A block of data
⁂

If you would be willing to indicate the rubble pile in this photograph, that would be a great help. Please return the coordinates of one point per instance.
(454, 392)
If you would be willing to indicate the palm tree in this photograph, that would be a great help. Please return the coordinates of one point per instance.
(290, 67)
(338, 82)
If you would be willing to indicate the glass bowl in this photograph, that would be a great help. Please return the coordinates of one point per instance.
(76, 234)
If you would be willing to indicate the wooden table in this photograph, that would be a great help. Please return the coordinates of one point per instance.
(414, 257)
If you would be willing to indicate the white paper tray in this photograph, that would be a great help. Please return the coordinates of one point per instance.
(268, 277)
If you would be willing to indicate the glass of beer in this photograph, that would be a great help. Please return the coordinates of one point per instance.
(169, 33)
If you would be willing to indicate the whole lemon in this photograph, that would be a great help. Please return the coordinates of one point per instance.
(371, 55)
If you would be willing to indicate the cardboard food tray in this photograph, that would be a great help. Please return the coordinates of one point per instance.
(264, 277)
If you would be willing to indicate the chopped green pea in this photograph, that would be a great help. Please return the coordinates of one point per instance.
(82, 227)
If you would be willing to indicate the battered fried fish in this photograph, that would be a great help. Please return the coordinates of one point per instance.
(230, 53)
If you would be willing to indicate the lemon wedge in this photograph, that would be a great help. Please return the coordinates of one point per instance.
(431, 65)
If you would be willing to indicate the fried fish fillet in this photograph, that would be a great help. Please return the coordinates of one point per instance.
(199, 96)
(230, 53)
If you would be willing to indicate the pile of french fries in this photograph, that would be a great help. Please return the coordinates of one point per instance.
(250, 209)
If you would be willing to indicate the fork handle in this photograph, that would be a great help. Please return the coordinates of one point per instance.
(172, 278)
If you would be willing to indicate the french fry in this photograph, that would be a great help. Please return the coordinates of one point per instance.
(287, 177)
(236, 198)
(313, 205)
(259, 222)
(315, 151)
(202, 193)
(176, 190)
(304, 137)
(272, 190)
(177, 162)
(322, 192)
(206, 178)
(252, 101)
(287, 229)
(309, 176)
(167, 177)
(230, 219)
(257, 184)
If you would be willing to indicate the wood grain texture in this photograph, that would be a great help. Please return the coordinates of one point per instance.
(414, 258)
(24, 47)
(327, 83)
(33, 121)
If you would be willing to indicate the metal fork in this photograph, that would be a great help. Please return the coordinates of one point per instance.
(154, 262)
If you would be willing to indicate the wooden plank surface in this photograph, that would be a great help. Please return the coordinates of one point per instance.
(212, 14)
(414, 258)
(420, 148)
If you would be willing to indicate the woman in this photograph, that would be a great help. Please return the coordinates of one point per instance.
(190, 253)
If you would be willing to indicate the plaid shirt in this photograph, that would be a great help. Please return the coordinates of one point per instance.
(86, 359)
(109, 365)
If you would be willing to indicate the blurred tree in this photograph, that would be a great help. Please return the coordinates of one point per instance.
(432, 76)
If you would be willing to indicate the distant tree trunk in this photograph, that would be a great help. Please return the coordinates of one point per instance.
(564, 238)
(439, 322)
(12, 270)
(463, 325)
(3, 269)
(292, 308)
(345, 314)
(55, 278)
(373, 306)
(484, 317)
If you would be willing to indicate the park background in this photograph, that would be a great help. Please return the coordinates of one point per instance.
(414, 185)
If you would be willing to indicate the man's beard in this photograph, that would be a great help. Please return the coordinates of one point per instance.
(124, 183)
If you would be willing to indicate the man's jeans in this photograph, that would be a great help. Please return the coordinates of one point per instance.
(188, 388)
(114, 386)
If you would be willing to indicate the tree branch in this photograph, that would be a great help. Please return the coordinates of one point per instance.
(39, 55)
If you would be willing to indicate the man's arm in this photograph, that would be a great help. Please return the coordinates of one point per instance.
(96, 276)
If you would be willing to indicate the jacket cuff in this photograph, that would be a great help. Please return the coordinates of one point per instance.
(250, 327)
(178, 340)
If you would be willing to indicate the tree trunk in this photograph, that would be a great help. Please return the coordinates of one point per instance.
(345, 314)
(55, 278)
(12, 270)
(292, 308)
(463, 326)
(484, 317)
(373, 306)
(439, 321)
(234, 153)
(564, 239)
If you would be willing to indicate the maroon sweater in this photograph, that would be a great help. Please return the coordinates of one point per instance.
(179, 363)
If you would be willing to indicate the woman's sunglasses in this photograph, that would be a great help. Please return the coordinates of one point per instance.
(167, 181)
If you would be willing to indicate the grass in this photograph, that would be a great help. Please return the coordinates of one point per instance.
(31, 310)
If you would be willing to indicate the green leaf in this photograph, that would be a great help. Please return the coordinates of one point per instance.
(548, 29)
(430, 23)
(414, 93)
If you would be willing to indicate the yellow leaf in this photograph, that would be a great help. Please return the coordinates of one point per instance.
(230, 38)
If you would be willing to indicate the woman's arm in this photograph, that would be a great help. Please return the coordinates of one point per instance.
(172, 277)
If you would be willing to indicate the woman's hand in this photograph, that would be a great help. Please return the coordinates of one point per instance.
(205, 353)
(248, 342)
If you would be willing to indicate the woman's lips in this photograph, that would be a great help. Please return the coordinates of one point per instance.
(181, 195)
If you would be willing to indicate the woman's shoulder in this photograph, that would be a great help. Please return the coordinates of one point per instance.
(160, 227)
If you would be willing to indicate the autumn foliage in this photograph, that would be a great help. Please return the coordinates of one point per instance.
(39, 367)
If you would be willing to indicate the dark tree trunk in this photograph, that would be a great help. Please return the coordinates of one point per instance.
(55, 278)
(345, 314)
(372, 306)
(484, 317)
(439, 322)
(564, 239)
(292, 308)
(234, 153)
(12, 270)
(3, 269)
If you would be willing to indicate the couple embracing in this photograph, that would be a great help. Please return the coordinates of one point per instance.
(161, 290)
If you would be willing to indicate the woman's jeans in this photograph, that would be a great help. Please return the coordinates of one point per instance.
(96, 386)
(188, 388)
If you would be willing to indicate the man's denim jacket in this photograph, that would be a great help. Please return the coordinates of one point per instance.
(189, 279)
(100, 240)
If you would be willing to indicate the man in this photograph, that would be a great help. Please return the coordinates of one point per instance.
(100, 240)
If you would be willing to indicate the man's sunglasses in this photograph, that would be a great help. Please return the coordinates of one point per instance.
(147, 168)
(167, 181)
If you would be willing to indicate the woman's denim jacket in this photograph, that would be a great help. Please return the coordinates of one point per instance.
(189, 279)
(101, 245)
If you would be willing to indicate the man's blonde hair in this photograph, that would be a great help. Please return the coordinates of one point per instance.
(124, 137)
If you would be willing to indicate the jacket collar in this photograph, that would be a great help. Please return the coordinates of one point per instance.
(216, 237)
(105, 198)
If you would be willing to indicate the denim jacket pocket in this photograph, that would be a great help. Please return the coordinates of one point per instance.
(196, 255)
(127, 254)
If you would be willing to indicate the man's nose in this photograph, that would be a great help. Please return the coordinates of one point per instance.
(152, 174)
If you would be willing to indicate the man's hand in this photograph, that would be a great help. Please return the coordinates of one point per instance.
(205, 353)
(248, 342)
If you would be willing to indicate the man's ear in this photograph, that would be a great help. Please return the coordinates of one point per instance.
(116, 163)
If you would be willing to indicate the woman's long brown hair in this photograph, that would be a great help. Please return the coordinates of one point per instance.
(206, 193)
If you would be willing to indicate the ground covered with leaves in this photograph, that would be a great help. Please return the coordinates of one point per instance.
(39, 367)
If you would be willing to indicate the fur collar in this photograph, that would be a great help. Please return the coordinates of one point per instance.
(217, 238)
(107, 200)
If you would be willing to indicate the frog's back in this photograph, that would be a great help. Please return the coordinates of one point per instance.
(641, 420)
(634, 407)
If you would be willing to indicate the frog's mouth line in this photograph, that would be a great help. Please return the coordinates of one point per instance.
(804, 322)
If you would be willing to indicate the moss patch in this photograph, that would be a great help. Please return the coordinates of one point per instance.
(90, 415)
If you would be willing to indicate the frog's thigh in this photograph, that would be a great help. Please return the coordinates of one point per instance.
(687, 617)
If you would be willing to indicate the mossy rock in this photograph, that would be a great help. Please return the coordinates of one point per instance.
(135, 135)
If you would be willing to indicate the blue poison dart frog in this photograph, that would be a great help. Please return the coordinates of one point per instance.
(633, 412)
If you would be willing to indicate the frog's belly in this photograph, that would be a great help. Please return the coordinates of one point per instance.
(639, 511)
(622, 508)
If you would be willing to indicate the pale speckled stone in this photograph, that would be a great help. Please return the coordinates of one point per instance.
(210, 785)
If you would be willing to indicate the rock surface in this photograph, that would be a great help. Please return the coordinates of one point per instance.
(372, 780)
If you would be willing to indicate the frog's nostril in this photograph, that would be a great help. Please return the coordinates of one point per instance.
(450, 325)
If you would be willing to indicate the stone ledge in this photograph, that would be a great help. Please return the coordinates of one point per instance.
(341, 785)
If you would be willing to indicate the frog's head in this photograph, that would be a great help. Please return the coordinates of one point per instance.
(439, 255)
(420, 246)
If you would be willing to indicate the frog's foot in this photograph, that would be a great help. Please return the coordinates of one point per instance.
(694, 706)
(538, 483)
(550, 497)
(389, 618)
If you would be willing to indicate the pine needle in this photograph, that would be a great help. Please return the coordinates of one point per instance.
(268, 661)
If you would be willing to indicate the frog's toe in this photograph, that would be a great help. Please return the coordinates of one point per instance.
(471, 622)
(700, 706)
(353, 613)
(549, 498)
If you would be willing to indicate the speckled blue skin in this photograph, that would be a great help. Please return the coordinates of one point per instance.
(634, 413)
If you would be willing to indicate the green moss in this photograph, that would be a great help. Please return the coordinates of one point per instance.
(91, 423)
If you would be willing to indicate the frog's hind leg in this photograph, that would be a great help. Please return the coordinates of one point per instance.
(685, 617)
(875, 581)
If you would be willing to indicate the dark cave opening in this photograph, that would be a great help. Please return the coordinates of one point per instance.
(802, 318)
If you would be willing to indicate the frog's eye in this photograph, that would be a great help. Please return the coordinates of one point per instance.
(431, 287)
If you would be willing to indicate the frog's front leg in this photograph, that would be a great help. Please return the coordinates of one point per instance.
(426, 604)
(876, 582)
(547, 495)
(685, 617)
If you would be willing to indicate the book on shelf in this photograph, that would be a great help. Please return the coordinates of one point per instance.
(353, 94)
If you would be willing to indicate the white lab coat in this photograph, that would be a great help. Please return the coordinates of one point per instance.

⁂

__Exercise directions__
Copy out verbatim every line of the items from the line containing "If you would be willing to indicate the frog's eye" through the final line of the items, inclusive.

__Answer to the exercise__
If you would be willing to indicate the frog's eye in this photograph, that would be a great help. Please return the coordinates of one point per instance.
(431, 287)
If you would be willing to indicate the frog's front leg in this photograph, that would be a great help. Please return the coordinates of one point per instance.
(426, 604)
(876, 582)
(547, 495)
(685, 617)
If you would be willing to indicate the book on shelf in this photograph, that would be a great help. Please return the coordinates of one point per instance.
(353, 94)
If you would be willing to indicate the white lab coat in this photograph, that would be a great help. Please return the coordinates of one point per instance.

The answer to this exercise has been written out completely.